Set exercise - Copy out the lines starting at the one that contains "job: trace every instance of the pink" and ending at the one that contains "target: pink checkered cloth", both included, and keep them identical to the original.

Dataset -
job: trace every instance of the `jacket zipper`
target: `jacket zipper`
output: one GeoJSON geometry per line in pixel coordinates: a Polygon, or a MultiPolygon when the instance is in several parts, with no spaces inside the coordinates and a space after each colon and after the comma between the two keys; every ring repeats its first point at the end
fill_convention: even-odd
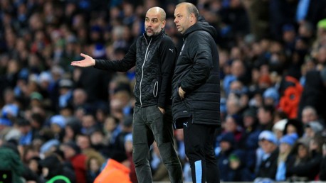
{"type": "MultiPolygon", "coordinates": [[[[146,43],[147,43],[147,40],[145,38],[146,43]]],[[[152,43],[152,38],[149,41],[149,43],[148,43],[147,48],[146,48],[146,52],[145,52],[145,57],[144,59],[144,62],[142,63],[142,78],[140,79],[140,106],[142,106],[142,78],[144,77],[144,65],[145,65],[146,61],[147,61],[148,58],[148,55],[149,53],[149,51],[148,51],[148,48],[149,48],[149,45],[152,43]]]]}

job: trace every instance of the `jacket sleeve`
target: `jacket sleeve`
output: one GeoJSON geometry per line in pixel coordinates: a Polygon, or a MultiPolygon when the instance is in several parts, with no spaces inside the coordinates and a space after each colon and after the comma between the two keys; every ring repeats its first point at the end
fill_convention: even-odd
{"type": "Polygon", "coordinates": [[[164,109],[171,96],[172,74],[177,57],[177,48],[171,39],[164,38],[162,40],[159,48],[159,56],[162,82],[157,105],[164,109]]]}
{"type": "Polygon", "coordinates": [[[181,82],[181,87],[186,93],[199,87],[209,77],[213,67],[209,39],[208,35],[201,33],[195,33],[187,38],[189,48],[187,54],[194,62],[189,74],[181,82]]]}
{"type": "Polygon", "coordinates": [[[136,43],[130,48],[122,60],[95,60],[95,68],[115,72],[127,72],[136,64],[136,43]]]}

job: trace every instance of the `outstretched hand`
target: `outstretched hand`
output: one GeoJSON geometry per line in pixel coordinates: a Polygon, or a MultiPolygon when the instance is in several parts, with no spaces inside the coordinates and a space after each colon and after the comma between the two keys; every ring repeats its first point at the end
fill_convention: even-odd
{"type": "Polygon", "coordinates": [[[71,62],[70,65],[81,67],[86,67],[95,65],[95,60],[92,57],[83,53],[80,53],[80,56],[85,58],[80,61],[73,61],[71,62]]]}

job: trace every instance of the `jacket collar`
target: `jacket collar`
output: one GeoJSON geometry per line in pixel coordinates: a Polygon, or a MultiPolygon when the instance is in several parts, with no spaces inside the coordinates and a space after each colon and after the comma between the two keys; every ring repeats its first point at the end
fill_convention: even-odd
{"type": "Polygon", "coordinates": [[[150,41],[151,39],[152,39],[152,40],[157,40],[159,38],[160,38],[163,34],[165,34],[165,30],[164,29],[162,30],[161,32],[159,33],[159,34],[157,34],[157,35],[152,35],[152,36],[148,36],[146,33],[144,33],[142,34],[142,35],[144,36],[144,38],[146,39],[146,40],[147,41],[147,43],[149,43],[149,41],[150,41]]]}

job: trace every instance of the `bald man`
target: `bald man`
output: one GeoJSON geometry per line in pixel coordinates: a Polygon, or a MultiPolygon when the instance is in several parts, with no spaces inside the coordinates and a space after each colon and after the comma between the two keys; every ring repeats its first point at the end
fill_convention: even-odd
{"type": "Polygon", "coordinates": [[[221,126],[217,33],[190,3],[177,5],[174,23],[184,40],[172,80],[175,127],[184,130],[192,182],[218,183],[214,152],[215,131],[221,126]]]}
{"type": "Polygon", "coordinates": [[[165,11],[149,9],[145,18],[146,33],[140,36],[121,60],[85,59],[71,65],[93,66],[101,70],[127,72],[136,66],[136,99],[132,126],[133,161],[139,182],[152,182],[149,148],[157,143],[172,182],[182,182],[182,170],[174,148],[171,109],[172,77],[177,50],[165,34],[165,11]]]}

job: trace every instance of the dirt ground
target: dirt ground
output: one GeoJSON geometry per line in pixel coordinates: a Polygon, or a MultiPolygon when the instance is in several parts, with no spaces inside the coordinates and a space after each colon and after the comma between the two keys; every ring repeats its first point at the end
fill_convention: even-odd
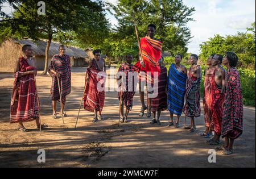
{"type": "MultiPolygon", "coordinates": [[[[0,72],[0,167],[255,167],[255,107],[245,106],[243,135],[235,142],[234,153],[228,156],[217,151],[216,163],[208,163],[206,139],[198,136],[204,130],[202,114],[196,119],[197,131],[167,127],[168,113],[161,116],[162,125],[151,125],[150,119],[139,118],[139,98],[136,93],[131,122],[118,126],[117,92],[106,93],[102,114],[105,119],[91,122],[93,114],[81,110],[74,130],[83,92],[85,68],[72,69],[72,93],[64,124],[60,116],[51,118],[49,90],[51,78],[39,72],[38,89],[42,122],[49,128],[41,136],[35,122],[25,123],[30,130],[22,133],[18,124],[9,123],[10,99],[14,78],[11,72],[0,72]],[[38,150],[46,151],[46,162],[39,163],[38,150]]],[[[110,85],[113,89],[113,85],[110,85]]],[[[203,114],[203,106],[201,103],[203,114]]],[[[185,117],[181,117],[184,124],[185,117]]],[[[188,120],[187,120],[189,123],[188,120]]]]}

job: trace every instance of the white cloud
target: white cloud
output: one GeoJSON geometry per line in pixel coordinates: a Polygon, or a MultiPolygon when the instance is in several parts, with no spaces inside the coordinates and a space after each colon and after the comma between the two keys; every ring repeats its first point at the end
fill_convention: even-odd
{"type": "Polygon", "coordinates": [[[199,45],[215,34],[225,36],[238,31],[245,32],[255,20],[254,0],[184,0],[184,2],[196,9],[192,16],[196,22],[188,23],[195,36],[188,45],[189,52],[199,53],[199,45]]]}

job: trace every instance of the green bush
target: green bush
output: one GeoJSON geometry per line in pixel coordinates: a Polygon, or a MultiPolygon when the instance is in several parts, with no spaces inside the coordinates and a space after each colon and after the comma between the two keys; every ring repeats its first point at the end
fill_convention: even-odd
{"type": "MultiPolygon", "coordinates": [[[[190,67],[190,65],[187,64],[185,63],[181,63],[184,65],[187,69],[190,67]]],[[[167,70],[169,69],[170,64],[168,64],[166,66],[167,70]]],[[[201,82],[201,97],[203,97],[203,93],[204,91],[204,72],[208,66],[205,65],[200,65],[202,69],[202,81],[201,82]]],[[[240,74],[240,78],[241,81],[242,93],[243,95],[243,104],[247,106],[255,106],[255,70],[250,70],[245,68],[238,68],[238,71],[240,74]]]]}

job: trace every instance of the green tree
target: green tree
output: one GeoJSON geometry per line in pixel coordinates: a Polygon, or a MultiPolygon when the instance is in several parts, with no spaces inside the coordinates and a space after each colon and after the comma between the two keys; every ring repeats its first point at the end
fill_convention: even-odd
{"type": "MultiPolygon", "coordinates": [[[[187,23],[193,20],[191,16],[195,11],[183,4],[181,0],[119,0],[117,5],[108,3],[110,13],[118,20],[116,31],[117,39],[130,44],[137,42],[134,23],[141,36],[146,34],[150,23],[157,26],[156,38],[162,40],[163,49],[174,55],[187,52],[187,44],[192,38],[187,23]]],[[[137,44],[138,45],[138,44],[137,44]]]]}
{"type": "Polygon", "coordinates": [[[226,51],[235,52],[240,60],[239,67],[255,69],[255,22],[246,32],[237,32],[234,35],[226,37],[216,35],[213,38],[200,45],[200,59],[205,62],[212,53],[224,54],[226,51]]]}
{"type": "MultiPolygon", "coordinates": [[[[18,2],[18,1],[16,1],[18,2]]],[[[43,74],[47,72],[48,51],[54,38],[72,43],[75,39],[80,43],[99,43],[102,29],[108,29],[104,4],[90,0],[46,1],[46,14],[38,13],[38,1],[20,1],[13,16],[7,16],[2,24],[2,37],[27,38],[47,40],[43,74]],[[67,35],[71,39],[67,39],[67,35]],[[98,40],[97,40],[98,39],[98,40]]]]}

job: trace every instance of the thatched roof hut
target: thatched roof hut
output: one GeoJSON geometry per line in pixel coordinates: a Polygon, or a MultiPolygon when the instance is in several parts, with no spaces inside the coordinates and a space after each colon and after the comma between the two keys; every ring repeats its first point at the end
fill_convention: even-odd
{"type": "MultiPolygon", "coordinates": [[[[45,51],[47,41],[39,40],[35,42],[28,39],[18,40],[10,39],[0,45],[0,69],[13,70],[16,59],[22,55],[22,47],[24,44],[32,46],[34,57],[36,59],[36,68],[43,69],[45,64],[45,51]]],[[[49,49],[49,61],[54,55],[59,53],[60,44],[52,41],[49,49]]],[[[85,51],[75,47],[67,46],[66,54],[71,57],[72,66],[83,66],[89,63],[90,57],[85,51]]]]}

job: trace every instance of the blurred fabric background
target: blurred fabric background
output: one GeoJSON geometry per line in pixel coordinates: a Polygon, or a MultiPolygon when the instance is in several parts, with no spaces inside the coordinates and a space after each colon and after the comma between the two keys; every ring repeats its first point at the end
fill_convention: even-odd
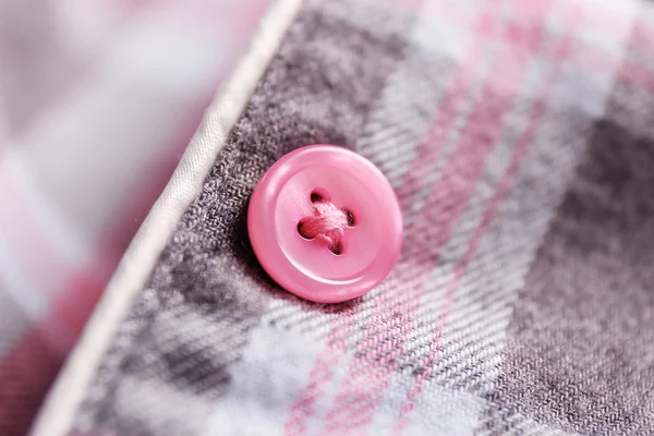
{"type": "Polygon", "coordinates": [[[0,2],[0,435],[27,431],[267,2],[0,2]]]}

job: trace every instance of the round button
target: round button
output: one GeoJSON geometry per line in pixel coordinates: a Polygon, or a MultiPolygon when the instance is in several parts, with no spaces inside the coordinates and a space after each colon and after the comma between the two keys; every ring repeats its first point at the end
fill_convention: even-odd
{"type": "Polygon", "coordinates": [[[402,244],[402,215],[390,183],[371,161],[334,145],[279,159],[247,209],[254,253],[287,291],[338,303],[373,289],[402,244]]]}

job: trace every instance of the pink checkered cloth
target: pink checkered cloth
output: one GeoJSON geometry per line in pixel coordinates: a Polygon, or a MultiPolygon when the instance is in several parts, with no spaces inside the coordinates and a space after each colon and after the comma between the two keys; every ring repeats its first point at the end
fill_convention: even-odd
{"type": "Polygon", "coordinates": [[[0,435],[25,433],[266,4],[0,4],[0,435]]]}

Final result -
job: trace every instance of the pink checkered cloth
target: pink checkered cloth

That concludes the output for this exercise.